+++ LISTED ENTRIES +++
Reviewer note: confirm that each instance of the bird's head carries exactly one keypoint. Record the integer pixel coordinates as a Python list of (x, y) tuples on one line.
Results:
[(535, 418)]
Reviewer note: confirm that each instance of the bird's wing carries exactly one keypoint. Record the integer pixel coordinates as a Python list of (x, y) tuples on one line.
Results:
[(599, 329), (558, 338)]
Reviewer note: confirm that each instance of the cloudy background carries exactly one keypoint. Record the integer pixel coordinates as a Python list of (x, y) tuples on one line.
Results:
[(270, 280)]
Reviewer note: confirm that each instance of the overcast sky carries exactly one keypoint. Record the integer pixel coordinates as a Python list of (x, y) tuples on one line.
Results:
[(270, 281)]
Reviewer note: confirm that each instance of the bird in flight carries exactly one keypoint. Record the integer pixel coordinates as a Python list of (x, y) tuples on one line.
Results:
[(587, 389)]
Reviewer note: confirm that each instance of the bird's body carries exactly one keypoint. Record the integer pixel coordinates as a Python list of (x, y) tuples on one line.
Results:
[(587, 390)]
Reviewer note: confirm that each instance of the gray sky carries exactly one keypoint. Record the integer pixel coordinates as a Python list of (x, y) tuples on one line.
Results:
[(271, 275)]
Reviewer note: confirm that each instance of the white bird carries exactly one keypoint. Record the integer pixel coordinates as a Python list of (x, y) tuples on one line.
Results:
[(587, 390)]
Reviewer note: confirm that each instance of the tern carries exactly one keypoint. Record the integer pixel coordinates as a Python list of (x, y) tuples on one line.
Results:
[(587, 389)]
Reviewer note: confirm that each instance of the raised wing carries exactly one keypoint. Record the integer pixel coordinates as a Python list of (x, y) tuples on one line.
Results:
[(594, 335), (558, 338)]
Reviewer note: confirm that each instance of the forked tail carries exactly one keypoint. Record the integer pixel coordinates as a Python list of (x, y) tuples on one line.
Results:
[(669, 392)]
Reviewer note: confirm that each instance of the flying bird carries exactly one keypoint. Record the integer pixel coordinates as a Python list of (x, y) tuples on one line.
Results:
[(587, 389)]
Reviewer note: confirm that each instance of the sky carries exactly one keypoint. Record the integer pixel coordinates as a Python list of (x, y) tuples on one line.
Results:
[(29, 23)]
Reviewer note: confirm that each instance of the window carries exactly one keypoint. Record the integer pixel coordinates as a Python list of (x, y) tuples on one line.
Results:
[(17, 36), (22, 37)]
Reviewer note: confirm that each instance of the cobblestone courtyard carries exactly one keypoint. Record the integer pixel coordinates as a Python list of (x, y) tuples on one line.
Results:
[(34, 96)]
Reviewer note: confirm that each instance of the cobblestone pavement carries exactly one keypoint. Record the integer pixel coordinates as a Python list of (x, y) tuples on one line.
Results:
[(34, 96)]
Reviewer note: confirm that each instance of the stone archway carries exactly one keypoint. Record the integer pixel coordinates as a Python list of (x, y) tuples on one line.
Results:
+++
(WRITTEN TASK):
Output every line of the records above as a numbered list, skipping any blank lines.

(RESPONSE):
1. Reviewer note: confirm that each instance of the bird's head carries exactly one keypoint. Record the integer pixel coordinates as a Python list of (x, y) tuples on one line.
2. Results:
3. [(535, 418)]
4. Reviewer note: confirm that each instance of the bird's wing carries exactly one keypoint. Record the integer pixel coordinates as a Python list of (x, y) tuples on one line.
5. Results:
6. [(599, 329), (558, 338)]
7. Reviewer note: confirm that each instance of the cloudy background carries exactly one keypoint. Record the integer pixel coordinates as a Python list of (x, y) tuples on one line.
8. Results:
9. [(270, 280)]
10. Reviewer note: confirm that each instance of the overcast sky carries exactly one keypoint. Record the integer pixel coordinates as a Python list of (x, y) tuples on one line.
11. Results:
12. [(270, 281)]
13. Reviewer note: confirm that each instance of the bird in flight carries exactly one keypoint. Record the integer pixel coordinates as a Python list of (x, y) tuples on one line.
14. Results:
15. [(587, 389)]
16. Reviewer note: confirm that each instance of the bird's body carries exactly one keypoint. Record the integer pixel coordinates as a Python list of (x, y) tuples on one line.
17. Results:
18. [(587, 390)]
19. Reviewer note: confirm that each instance of the gray sky carries exactly one keypoint. Record the integer pixel coordinates as a Python list of (x, y) tuples on one line.
20. Results:
21. [(271, 275)]
22. Reviewer note: confirm that each instance of the white bird carries exactly one keypoint. Record the integer pixel coordinates as a Python list of (x, y) tuples on one line.
23. Results:
24. [(587, 390)]
25. Reviewer note: confirm that each instance of the tern carries exactly one keypoint. Record the integer pixel coordinates as a Python list of (x, y) tuples on one line.
26. Results:
27. [(587, 389)]
28. Reviewer note: confirm that each instance of the raised wing carries exactly one keypoint. Record the integer pixel coordinates as a Python list of (x, y) tuples on one line.
29. Results:
30. [(594, 335), (558, 338)]
31. Reviewer note: confirm that each instance of the forked tail carries exactly one keypoint. Record the integer pixel coordinates as a Python list of (x, y) tuples on one line.
32. Results:
33. [(669, 392)]
34. Reviewer note: confirm that each instance of the flying bird carries exactly one keypoint. Record the integer pixel coordinates as a Python list of (x, y) tuples on one line.
35. Results:
36. [(587, 389)]
37. Reviewer note: confirm that each instance of the sky carries exactly one keypoint. Record the integer pixel coordinates as a Python list of (x, y) tuples on one line.
38. Results:
39. [(29, 23)]
40. Reviewer note: confirm that each instance of the window carries exactly one keypoint. Record the integer pixel coordinates as a Python list of (x, y) tuples on one line.
41. Results:
42. [(17, 36), (22, 37)]
43. Reviewer note: confirm that each instance of the cobblestone courtyard carries exactly one keypoint. Record the integer pixel coordinates as a Python list of (x, y) tuples on one line.
44. Results:
45. [(34, 96)]
46. Reviewer note: confirm that each instance of the cobblestone pavement carries exactly one keypoint. Record the integer pixel coordinates as a Python list of (x, y) tuples on one line.
47. Results:
48. [(34, 96)]
49. Reviewer note: confirm that each instance of the stone archway carries exactly one keypoint. Record the integer pixel coordinates as a Python list of (x, y) tuples on one line.
50. Results:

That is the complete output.